**Extrait fourni**
────────
C’est la rentrée, non seulement pour les élèves et étudiants de tout poil, mais aussi pour leurs professeurs ! Pour Maurice Tardif, un chercheur de l’Université de Montréal à l’origine de nombreuses recherches sur la condition des enseignants en Amérique du Nord, ces travailleurs font face à de nombreux changements : précarisation, complexification du métier, apparition de nouveaux agents dans l’école, rationalisation du système… Des phénomènes qui sont également présents, à des degrés variés, sur le continent européen.

 

Maurice Tardif

Quelles sont les grandes caractéristiques de l’évolution du métier d’enseignant en Amérique du Nord ? Quelles nouvelles exigences sont apparues au cours des dernières décennies ?

Dans les années 60, on assiste à une croissance faramineuse de la population scolaire, et
parallèlement, le nombre d’enseignants augmente fortement. A l’époque, ces derniers confortent leur position dans l’école par l’acquisition d’avantages sociaux : droit d’ancienneté, augmentation salariale, contrats permanents, égalité homme-femme en termes de rémunération au Québec…

 

Au Canada, cette décennie marque réellement un tournant dans la perception de l’enseignement au sens large. En 1964, l’Etat crée un ministère de l’éducation, qui était jusqu’alors le domaine réservé de l’Eglise. A cette époque, l’école est perçue par les parents comme un outil de mobilité pour leur progéniture. Le premier ministre de l’éducation Paul Gérin-Lajoie lance d’ailleurs le slogan suivant: « Qui s’instruit s’enrichit », qui démontre la confiance de la classe politique et de la population en l’école et ses enseignants, qui sont les principaux acteurs des grandes réformes de l’éducation.
────────
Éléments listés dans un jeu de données
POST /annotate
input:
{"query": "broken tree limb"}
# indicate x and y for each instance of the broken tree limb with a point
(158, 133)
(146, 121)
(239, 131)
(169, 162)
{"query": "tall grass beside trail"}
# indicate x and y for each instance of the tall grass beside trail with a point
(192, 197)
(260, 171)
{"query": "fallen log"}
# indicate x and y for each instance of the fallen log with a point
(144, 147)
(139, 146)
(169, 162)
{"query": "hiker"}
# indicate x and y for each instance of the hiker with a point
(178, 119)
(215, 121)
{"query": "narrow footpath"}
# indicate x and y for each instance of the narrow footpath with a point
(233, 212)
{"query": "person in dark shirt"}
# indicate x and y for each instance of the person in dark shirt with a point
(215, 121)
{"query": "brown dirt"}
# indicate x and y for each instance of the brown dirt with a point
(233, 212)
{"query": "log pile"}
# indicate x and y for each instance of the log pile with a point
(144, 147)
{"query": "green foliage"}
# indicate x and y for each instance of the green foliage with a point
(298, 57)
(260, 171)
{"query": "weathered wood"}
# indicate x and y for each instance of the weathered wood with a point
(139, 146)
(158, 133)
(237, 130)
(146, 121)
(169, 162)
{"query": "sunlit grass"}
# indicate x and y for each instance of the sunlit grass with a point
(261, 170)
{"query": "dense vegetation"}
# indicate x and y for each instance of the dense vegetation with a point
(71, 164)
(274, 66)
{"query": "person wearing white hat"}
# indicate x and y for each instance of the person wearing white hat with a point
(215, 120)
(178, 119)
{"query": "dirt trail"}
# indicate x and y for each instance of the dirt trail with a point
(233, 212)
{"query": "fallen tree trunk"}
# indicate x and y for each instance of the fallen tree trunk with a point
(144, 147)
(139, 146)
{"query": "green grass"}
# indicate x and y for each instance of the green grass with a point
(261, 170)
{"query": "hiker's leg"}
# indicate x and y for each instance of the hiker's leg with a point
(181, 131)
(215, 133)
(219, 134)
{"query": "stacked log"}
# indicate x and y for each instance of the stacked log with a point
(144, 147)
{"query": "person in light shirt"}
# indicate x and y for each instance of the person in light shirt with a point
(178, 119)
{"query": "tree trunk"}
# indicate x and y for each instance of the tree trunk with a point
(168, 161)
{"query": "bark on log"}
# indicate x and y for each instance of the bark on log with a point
────────
**Exercices à traiter**
(A) Sélectionnez dans la liste chaque ligne qui contient la chaîne « dark ».
(B) Rédigez la suite de l'extrait sur le métier d'enseignant, à partir de sa dernière phrase.
La liste n'a aucun lien avec l'extrait sur le métier d'enseignant.

**Tâches résolues**
(A)
{"query": "person in dark shirt"}
# indicate x and y for each instance of the person in dark shirt with a point

(B)
Après cet âge d’or de l’enseignement, les premiers changements apparaissent dans les années 1980 : on voit s’alterner des phases de crise et de surproduction particulièrement fortes en Occident, et ces crises récurrentes ont un effet important sur les finances publiques : du fait de leur situation d’endettement, les Etats vont progressivement rationaliser l’éducation au nom des idéaux de l’économie de marché (new public management). On va demander aux enseignants d’être compétents, de devenir des experts de l’apprentissage, d’être souples, d’accueillir des élèves en difficulté et de faire de plus en plus de place aux enfants d’origines culturelles diverses. On leur demande donc de faire de plus en plus de choses, mais surtout d’en répondre : il y a réellement une obligation individuelle de performance.

 

Parallèlement s’est développée une précarisation du travail des enseignants, qui est un phénomène extrêmement important sur le continent nord-américain. Entre 1970 et la fin des années 2000, l’école publique québécoise va perdre près de 40% de ses élèves, d’une part à cause du vieillissement de la population, mais aussi du fait de la compétition que lui fait l’école privée. Et pourtant, les universités continuent à former un grand nombre d’enseignants, alors qu’il n’y a tout simplement plus assez de travail ! En Amérique du Nord, l’enseignement est un marché libre, et on assiste donc aujourd’hui à l’apparition d’une classe enseignante précaire.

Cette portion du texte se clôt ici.